■ Aim of the exercise:
When you output the entries, begin with the first line and end with the line containing "column 260, row 711", keeping each line exactly as it is.

■ Provided records:
[Start of section]
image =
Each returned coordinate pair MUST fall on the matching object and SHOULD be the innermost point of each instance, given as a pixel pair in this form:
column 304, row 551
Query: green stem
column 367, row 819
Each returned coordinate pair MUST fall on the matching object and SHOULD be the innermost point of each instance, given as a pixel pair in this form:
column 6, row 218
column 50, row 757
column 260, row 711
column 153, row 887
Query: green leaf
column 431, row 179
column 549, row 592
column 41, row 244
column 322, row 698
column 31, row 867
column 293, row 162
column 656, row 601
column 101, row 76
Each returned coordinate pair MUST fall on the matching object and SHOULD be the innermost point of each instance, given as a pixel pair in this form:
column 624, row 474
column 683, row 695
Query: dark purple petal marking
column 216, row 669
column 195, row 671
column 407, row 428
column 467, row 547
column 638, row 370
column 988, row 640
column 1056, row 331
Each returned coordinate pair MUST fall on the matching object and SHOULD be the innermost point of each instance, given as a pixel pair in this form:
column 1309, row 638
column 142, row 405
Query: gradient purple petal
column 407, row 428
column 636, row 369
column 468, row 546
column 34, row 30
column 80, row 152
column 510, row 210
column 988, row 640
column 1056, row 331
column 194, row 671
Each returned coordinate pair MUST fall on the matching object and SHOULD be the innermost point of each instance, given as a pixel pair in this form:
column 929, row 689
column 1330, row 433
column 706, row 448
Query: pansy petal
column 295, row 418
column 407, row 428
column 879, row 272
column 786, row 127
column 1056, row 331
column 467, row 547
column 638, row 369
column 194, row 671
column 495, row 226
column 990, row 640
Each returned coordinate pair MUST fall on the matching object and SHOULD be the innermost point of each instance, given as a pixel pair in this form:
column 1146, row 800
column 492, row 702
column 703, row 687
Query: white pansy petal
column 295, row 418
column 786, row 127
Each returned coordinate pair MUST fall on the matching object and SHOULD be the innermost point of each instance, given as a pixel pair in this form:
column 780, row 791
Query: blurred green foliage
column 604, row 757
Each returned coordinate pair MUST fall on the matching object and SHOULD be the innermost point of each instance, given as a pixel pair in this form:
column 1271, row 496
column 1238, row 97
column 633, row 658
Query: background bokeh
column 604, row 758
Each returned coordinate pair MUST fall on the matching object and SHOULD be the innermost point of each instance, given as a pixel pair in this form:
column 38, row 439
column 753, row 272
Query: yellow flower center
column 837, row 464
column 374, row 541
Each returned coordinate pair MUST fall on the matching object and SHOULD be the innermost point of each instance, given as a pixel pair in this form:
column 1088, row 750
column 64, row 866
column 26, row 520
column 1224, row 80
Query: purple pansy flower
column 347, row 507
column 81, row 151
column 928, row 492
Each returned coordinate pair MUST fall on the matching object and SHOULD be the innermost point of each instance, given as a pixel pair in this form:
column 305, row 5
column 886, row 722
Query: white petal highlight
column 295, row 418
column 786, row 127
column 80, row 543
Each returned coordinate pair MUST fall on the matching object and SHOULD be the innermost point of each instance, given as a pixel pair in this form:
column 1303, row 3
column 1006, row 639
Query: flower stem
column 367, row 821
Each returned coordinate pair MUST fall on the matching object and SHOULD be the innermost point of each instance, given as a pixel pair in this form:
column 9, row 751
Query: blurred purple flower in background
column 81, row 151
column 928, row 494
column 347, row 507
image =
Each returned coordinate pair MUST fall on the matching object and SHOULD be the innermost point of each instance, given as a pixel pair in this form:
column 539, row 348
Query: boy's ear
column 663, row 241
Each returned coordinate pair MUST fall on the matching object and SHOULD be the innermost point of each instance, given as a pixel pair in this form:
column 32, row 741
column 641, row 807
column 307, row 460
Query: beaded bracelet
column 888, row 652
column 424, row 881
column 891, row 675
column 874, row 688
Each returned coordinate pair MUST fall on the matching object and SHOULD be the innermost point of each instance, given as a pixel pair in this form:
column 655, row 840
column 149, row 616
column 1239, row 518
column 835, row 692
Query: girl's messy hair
[End of section]
■ Output:
image =
Each returned coordinate pair MUST fall on the matching object and SHOULD be the innermost point of each instance, given as a pixel pair in this form:
column 304, row 551
Query: green stem
column 367, row 819
Each returned coordinate pair MUST fall on the matching object and SHOULD be the innermost point of each instance, given as a pixel pair in this form:
column 6, row 218
column 50, row 757
column 260, row 711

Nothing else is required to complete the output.